_Teks Bacaan_
Referendum di Mesir Sepi Peminat

Rakyat Mesir tidak terlalu antusias terhadap referendum yang digelar pemerintahan Husni Mubarak untuk mengamandemen undang-undang dasar negara itu. Keikutsertaan masyarakat dalam referendum yang dilaksanakan Senin (26/3) kemarin di bawah 50 persen.

Menteri Penerangan Mesir, Anas al-Fiqi mengatakan, keikutsertaan masyarakat hanya sekitar 23-27 persen saja. Sementara pemantau independen Committee for Democracy Support yang mengerahkan sekitar 300 pemantaunya menyatakan, sampai pukul 05. 00 sore waktu setempat, warga masyarakat yang ikut memberikan suaranya tidak lebih dari tiga persen.

Ikhwanul Muslimin dan Hesham Mubarak Law Centre-salah satu lembaga pemantau independen-juga menyatakan bahwa keikutsertaan masyarakat dalam referendum hanya sekitar tiga persen.

Hasil referendum akan menentukan apakah amandemen terhadap undang-undang dasar negara bisa dilakukan atau tidak. Sedikitnya ada 34 pasal dalam konstitusi yang akan diamandemen. Presiden Husni Mubarak menyatakan, amandemen diperlukan untuk kepentingan keamanan negara. Tapi kalangan oposisi menuding amandemen itu sengaja dilakukan untuk membatasi kalangan Islamis yang terjun ke dunia politik dan melarang partai-partai politik berbasis agama.

Selain itu, terdapat pasal-pasal yang disebut sebagai pasal anti terorisme yang memberikan kewenangan luas bagi aparat kepolisian untuk menangkap dan memata-matai. Pasal-pasal ini dikritik karena akan membuat Mesir menjadi negara polisi.

Tak heran jika mayoritas kelompok oposisi di Mesir, terutama Ikhawanul Muslimin menyerukan untuk memboikot referendum tersebut.

Meski jumlah masyarakat yang memberikan suara kecil, pemerintahan Husni Mubarak nampaknya tetap akan melanjutkan amandemen. Koresponden al-Jazeera yang meliput referendum di Mesir kemarin dalam laporannya mengatakan, pemerintah "sudah menegaskan bahwa mereka menghargai suara yang mayoritas menyatakan ‘ya’ untuk amandemen, tanpa memperhatikan seberapa banyak orang yang memberikan suara. "

_Daftar Data_
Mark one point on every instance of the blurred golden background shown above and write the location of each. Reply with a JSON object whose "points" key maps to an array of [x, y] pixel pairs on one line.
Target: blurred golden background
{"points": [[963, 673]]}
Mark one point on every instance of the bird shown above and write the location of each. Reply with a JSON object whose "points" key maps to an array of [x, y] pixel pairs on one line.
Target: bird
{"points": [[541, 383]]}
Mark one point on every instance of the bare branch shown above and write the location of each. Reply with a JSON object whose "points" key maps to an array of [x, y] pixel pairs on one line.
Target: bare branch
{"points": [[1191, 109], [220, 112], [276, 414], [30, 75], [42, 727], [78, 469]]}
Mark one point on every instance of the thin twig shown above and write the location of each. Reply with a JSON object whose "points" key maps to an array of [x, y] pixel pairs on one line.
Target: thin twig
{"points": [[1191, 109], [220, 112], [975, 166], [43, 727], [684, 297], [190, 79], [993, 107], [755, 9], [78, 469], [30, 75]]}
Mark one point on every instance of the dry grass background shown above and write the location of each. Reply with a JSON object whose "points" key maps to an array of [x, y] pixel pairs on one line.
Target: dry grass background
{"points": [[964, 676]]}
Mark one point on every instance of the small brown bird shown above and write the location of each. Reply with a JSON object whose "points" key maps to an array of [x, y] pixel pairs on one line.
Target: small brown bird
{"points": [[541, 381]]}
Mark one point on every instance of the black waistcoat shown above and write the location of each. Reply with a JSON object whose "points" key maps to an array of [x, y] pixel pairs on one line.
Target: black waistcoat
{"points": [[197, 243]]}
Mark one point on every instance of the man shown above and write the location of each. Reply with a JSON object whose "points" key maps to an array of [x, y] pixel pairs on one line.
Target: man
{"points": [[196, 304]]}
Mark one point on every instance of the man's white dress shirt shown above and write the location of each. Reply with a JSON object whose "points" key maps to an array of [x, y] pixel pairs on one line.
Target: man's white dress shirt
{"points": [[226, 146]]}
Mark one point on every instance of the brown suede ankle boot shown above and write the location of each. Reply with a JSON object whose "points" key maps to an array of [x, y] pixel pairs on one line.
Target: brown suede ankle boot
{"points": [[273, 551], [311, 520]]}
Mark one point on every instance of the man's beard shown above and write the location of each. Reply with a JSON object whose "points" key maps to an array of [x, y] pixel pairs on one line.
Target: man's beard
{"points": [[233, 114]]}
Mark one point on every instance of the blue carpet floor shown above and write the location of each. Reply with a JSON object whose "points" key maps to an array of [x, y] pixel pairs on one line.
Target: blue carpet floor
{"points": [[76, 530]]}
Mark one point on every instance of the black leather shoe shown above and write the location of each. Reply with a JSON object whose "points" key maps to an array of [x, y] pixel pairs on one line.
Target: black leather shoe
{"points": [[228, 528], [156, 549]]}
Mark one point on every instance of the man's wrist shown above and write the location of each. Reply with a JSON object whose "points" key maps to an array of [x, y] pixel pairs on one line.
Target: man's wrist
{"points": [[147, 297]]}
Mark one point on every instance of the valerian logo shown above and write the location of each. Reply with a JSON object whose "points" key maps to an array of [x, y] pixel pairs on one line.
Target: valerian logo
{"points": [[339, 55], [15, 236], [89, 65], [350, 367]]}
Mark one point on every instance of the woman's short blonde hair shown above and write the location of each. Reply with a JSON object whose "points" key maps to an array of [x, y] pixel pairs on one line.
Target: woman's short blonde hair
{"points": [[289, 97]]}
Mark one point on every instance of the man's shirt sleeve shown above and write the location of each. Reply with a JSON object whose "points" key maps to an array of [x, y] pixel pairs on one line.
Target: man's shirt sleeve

_Petunjuk Pengerjaan_
Cetaklah bagian teks tentang referendum di Mesir secara utuh, dari "Hasil referendum akan" terus ke bawah hingga "menjadi negara polisi.". Catatan di atas diambil dari sumber yang berbeda dengan teks bacaan.

_Jawaban Latihan_
Hasil referendum akan menentukan apakah amandemen terhadap undang-undang dasar negara bisa dilakukan atau tidak. Sedikitnya ada 34 pasal dalam konstitusi yang akan diamandemen. Presiden Husni Mubarak menyatakan, amandemen diperlukan untuk kepentingan keamanan negara. Tapi kalangan oposisi menuding amandemen itu sengaja dilakukan untuk membatasi kalangan Islamis yang terjun ke dunia politik dan melarang partai-partai politik berbasis agama.

Selain itu, terdapat pasal-pasal yang disebut sebagai pasal anti terorisme yang memberikan kewenangan luas bagi aparat kepolisian untuk menangkap dan memata-matai. Pasal-pasal ini dikritik karena akan membuat Mesir menjadi negara polisi.